- _THE PROBLEM_
Print the passage below about epigenetic inheritance in worms word for word, in full.
(TEXT SHOWN Opens)
Houri-Zeevi added that “many laboratories have noted that at the level of a population, epigenetic inheritance through small RNA endures in worms for about three to five generations. In a previous study, we discovered a mechanism that controls the duration of the inheritance, proving, in effect, that this type of inheritance is a regulated process. But still the question remains: Why are some worms strongly affected by their ancestor’s environmental responses, while others do not inherit the epigenetic effect at all – despite the fact that all offspring are almost identical genetically,” she said. “This partial inheritance has been known for some time, but how epigenetic material is distributed among the offspring remained a mystery. We wanted to find out whether there was any pattern in the inheritance, that might explain and allow us to predict who would inherit the epigenetic features – and for how long.”

The researchers used a genetically engineered worm carrying a gene that produces a fluorescent protein – making the worm itself glow under fluorescent light. The researchers then initiated a heritable small RNA silencing response against the fluorescent gene and observed which descendants had inherited the silencing response and stopped glowing, and which descendants ‘forgot’ the parental response and started expressing the fluorescent gene once again after several generations.
(TEXT SHOWN Closes)
(DATASET EXCERPTS Opens)
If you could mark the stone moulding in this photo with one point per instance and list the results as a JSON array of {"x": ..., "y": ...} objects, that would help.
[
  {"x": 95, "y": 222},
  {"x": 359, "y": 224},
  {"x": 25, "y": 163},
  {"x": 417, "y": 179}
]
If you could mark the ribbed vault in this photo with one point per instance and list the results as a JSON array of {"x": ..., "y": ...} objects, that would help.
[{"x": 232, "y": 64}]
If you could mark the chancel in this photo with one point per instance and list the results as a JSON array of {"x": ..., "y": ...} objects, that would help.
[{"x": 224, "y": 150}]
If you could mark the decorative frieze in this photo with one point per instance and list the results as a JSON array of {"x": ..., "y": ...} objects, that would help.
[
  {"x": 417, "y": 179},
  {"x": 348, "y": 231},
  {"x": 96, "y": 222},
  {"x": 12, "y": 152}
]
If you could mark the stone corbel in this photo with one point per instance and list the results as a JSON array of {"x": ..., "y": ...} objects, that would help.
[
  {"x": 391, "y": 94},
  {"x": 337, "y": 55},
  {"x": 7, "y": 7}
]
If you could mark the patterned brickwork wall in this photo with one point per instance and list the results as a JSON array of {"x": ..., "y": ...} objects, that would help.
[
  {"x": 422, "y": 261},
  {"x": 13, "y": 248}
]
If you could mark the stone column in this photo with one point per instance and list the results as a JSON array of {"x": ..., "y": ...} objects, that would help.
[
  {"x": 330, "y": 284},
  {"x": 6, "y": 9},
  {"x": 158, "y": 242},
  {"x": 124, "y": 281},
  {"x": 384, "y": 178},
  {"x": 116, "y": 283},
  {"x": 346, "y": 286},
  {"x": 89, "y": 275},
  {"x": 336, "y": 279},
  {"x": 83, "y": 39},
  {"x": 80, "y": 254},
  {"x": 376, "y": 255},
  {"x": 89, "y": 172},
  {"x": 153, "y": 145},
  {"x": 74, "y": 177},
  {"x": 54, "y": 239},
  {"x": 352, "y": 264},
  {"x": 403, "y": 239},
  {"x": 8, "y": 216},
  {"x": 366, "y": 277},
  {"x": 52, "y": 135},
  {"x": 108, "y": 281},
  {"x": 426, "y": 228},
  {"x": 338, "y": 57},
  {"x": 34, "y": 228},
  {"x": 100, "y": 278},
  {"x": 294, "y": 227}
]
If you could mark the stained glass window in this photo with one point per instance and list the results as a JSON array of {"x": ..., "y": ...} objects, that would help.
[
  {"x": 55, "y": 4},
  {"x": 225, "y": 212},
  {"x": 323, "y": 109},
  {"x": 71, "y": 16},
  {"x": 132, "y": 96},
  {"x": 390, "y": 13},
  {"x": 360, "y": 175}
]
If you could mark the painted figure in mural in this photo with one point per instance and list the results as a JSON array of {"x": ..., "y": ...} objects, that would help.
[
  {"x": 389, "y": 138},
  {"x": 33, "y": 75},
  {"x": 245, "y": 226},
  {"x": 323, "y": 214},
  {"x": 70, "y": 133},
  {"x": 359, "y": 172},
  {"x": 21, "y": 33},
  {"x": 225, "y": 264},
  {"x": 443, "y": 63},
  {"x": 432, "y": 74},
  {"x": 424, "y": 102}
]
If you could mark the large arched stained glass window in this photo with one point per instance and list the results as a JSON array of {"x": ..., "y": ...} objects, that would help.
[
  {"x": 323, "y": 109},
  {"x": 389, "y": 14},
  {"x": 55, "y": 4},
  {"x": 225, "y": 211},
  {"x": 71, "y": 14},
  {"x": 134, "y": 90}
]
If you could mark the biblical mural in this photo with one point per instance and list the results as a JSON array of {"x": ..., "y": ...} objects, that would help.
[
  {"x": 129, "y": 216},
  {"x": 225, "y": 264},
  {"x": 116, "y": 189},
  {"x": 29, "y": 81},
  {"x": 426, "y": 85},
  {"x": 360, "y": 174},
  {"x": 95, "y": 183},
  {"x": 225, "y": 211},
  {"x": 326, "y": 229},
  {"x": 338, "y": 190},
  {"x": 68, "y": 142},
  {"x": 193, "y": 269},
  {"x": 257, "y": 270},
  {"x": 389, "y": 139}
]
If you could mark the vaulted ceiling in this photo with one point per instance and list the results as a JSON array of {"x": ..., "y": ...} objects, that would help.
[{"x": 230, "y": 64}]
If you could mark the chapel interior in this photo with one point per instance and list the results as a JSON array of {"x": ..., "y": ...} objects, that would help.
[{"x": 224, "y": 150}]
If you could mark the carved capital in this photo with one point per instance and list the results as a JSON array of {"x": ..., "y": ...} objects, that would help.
(DATASET EXCERPTS Closes)
- _RESPONSE AREA_
Houri-Zeevi added that “many laboratories have noted that at the level of a population, epigenetic inheritance through small RNA endures in worms for about three to five generations. In a previous study, we discovered a mechanism that controls the duration of the inheritance, proving, in effect, that this type of inheritance is a regulated process. But still the question remains: Why are some worms strongly affected by their ancestor’s environmental responses, while others do not inherit the epigenetic effect at all – despite the fact that all offspring are almost identical genetically,” she said. “This partial inheritance has been known for some time, but how epigenetic material is distributed among the offspring remained a mystery. We wanted to find out whether there was any pattern in the inheritance, that might explain and allow us to predict who would inherit the epigenetic features – and for how long.”

The researchers used a genetically engineered worm carrying a gene that produces a fluorescent protein – making the worm itself glow under fluorescent light. The researchers then initiated a heritable small RNA silencing response against the fluorescent gene and observed which descendants had inherited the silencing response and stopped glowing, and which descendants ‘forgot’ the parental response and started expressing the fluorescent gene once again after several generations.